(Dataset records about object locations)
========================================

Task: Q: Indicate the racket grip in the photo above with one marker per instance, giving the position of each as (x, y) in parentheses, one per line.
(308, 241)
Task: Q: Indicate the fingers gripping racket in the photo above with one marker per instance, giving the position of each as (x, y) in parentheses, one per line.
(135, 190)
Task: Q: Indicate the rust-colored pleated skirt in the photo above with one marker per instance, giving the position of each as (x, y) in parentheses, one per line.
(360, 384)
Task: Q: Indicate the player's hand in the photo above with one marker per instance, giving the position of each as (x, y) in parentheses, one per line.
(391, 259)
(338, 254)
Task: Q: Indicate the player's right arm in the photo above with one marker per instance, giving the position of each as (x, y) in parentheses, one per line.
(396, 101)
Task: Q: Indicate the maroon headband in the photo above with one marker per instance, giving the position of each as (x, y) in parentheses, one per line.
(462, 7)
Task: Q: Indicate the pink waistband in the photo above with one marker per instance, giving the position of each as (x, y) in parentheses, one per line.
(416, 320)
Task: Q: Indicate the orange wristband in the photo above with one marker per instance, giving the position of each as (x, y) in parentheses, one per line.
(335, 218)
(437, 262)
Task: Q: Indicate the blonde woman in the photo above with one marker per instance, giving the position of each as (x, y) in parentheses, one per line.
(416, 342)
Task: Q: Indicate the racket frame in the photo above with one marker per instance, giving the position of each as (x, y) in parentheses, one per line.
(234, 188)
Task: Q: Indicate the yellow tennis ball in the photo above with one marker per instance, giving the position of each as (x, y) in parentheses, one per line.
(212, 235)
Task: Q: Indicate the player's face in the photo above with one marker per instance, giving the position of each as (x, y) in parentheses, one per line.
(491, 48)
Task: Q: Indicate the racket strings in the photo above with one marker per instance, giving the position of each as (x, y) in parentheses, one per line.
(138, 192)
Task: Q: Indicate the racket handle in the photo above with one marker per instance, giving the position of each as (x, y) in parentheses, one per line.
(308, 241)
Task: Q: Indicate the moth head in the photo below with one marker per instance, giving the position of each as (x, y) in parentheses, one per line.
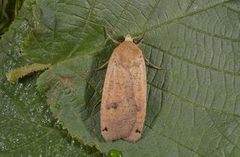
(128, 38)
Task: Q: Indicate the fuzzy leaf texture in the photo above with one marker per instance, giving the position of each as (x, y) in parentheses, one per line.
(193, 103)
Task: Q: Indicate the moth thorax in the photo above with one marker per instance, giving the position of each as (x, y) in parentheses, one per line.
(128, 38)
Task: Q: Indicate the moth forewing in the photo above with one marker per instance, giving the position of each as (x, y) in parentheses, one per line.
(123, 106)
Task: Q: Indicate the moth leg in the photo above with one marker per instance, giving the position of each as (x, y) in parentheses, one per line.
(151, 64)
(109, 37)
(102, 66)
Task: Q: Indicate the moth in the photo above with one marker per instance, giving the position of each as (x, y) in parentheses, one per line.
(124, 98)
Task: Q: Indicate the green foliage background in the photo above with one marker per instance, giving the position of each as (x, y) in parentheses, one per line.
(193, 105)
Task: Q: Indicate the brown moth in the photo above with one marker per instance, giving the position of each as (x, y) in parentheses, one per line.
(123, 105)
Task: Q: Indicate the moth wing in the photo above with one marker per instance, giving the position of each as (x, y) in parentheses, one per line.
(118, 112)
(138, 71)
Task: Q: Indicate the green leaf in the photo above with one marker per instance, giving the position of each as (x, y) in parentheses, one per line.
(193, 105)
(8, 10)
(27, 127)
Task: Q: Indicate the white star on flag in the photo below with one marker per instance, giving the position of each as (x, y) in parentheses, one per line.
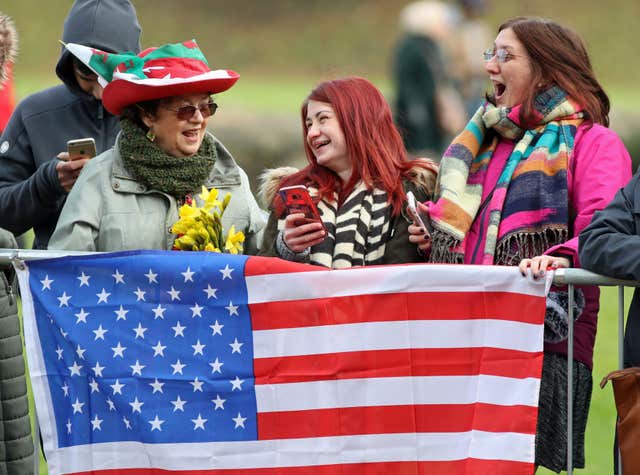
(84, 279)
(117, 387)
(156, 424)
(121, 313)
(197, 348)
(197, 384)
(139, 331)
(217, 328)
(139, 294)
(196, 311)
(174, 294)
(235, 346)
(158, 349)
(64, 300)
(178, 404)
(210, 291)
(46, 283)
(219, 402)
(95, 423)
(239, 420)
(77, 406)
(97, 369)
(119, 277)
(158, 312)
(199, 422)
(177, 367)
(82, 316)
(118, 350)
(136, 406)
(216, 366)
(178, 329)
(137, 368)
(151, 276)
(103, 296)
(99, 333)
(75, 369)
(226, 272)
(157, 386)
(188, 275)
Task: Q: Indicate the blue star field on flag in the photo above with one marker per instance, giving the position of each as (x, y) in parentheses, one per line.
(139, 352)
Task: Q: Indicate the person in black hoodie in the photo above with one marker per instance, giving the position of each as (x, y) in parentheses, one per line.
(35, 171)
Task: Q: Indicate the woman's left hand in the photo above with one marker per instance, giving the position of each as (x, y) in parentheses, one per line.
(540, 264)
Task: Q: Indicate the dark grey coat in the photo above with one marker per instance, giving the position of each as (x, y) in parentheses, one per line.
(610, 245)
(30, 192)
(16, 443)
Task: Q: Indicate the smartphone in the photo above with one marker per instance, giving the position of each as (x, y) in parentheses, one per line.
(419, 218)
(297, 199)
(81, 147)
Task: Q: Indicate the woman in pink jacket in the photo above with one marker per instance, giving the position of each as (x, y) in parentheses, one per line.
(518, 185)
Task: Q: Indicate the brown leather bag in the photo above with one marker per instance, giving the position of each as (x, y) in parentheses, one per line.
(626, 392)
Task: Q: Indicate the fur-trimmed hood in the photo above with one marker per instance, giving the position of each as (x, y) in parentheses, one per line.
(270, 179)
(8, 45)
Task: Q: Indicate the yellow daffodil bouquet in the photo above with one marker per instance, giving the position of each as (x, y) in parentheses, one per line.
(200, 227)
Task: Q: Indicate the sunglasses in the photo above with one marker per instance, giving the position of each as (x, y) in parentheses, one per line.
(501, 54)
(186, 112)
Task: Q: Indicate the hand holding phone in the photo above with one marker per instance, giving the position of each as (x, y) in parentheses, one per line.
(419, 217)
(81, 148)
(297, 199)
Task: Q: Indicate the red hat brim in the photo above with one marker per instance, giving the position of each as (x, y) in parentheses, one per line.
(121, 93)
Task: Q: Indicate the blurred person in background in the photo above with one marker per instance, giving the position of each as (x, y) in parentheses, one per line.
(129, 196)
(536, 161)
(610, 245)
(35, 171)
(8, 49)
(15, 427)
(358, 174)
(428, 108)
(467, 64)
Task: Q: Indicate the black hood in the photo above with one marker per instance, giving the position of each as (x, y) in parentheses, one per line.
(109, 25)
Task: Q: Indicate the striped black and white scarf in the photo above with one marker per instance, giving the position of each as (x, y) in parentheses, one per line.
(357, 231)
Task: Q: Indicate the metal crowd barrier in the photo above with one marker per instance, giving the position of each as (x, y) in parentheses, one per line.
(569, 277)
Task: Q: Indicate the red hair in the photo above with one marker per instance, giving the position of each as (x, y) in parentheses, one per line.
(373, 143)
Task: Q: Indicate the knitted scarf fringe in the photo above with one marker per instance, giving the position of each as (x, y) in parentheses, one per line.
(443, 248)
(512, 248)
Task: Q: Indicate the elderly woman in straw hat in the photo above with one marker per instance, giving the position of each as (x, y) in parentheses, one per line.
(129, 197)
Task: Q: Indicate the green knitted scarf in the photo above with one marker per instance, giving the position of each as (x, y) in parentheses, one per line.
(176, 176)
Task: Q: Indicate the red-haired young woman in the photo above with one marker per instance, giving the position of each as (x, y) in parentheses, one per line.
(358, 175)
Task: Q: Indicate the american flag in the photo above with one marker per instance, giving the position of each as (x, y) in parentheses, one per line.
(184, 362)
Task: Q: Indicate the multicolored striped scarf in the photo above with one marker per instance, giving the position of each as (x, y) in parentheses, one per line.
(528, 209)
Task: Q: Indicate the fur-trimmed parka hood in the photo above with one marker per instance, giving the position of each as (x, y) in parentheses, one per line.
(270, 179)
(8, 45)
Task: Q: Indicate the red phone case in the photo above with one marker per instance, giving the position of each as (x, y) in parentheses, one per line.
(297, 200)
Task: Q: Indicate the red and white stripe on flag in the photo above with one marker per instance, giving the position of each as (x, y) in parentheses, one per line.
(408, 369)
(398, 369)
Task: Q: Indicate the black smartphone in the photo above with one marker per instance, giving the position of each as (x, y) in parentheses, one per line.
(419, 218)
(81, 148)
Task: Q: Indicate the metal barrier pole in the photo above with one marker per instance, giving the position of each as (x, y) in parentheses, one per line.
(570, 384)
(620, 351)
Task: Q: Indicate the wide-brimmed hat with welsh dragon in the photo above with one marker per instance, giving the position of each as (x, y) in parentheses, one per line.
(169, 70)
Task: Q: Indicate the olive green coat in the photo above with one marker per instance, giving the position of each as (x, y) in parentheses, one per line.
(109, 210)
(16, 443)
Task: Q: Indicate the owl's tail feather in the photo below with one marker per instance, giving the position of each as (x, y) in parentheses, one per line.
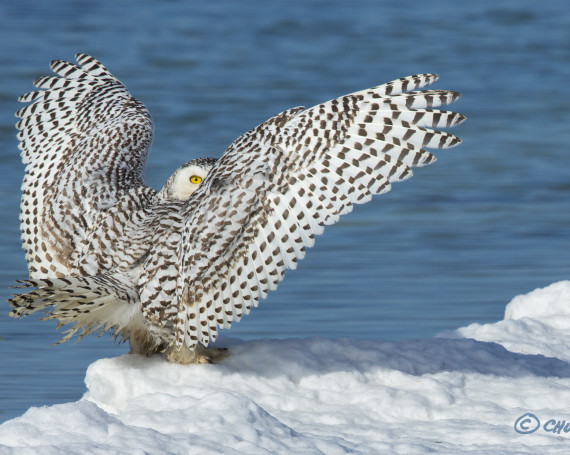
(91, 304)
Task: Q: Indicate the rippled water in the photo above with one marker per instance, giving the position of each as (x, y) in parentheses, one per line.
(450, 247)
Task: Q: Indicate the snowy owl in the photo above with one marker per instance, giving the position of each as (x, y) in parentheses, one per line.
(167, 269)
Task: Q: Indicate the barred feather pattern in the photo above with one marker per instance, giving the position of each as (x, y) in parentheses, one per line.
(190, 268)
(84, 141)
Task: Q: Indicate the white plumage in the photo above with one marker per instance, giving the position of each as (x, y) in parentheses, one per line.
(166, 270)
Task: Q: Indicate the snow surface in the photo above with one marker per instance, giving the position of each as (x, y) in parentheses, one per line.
(460, 392)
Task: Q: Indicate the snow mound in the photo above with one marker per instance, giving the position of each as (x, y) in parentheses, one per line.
(478, 390)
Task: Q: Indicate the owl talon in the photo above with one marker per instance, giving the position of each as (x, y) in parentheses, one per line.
(201, 355)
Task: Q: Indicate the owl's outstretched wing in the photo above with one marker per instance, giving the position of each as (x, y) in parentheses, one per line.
(84, 141)
(274, 190)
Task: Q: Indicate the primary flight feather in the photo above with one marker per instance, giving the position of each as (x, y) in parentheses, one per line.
(167, 269)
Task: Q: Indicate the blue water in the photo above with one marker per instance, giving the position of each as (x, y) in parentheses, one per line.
(450, 247)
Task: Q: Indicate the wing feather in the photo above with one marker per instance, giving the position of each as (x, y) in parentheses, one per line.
(84, 141)
(277, 186)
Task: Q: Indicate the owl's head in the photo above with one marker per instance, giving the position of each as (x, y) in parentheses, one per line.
(186, 179)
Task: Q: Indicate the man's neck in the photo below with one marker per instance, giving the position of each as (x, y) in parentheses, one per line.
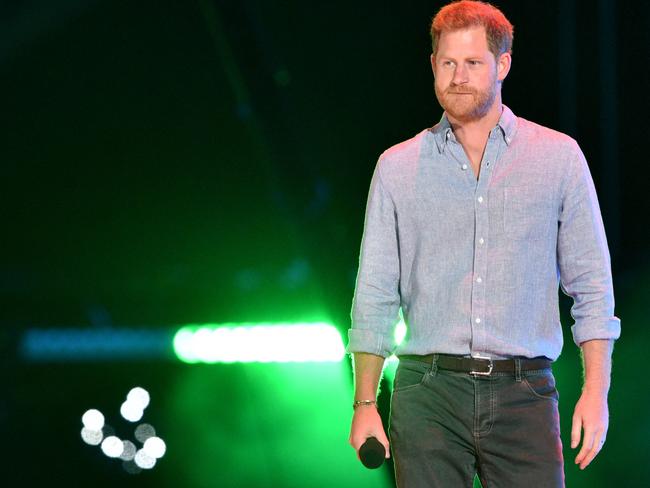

========================================

▶ What to produce
Find every line in the material above that contains the word "pleated", and list each of those lines in full.

▶ Final result
Task: Q: Indicate the rust-colored pleated skirt in the photo above with one marker per instance, giving the position of each as (x, y) in parentheses, one per line.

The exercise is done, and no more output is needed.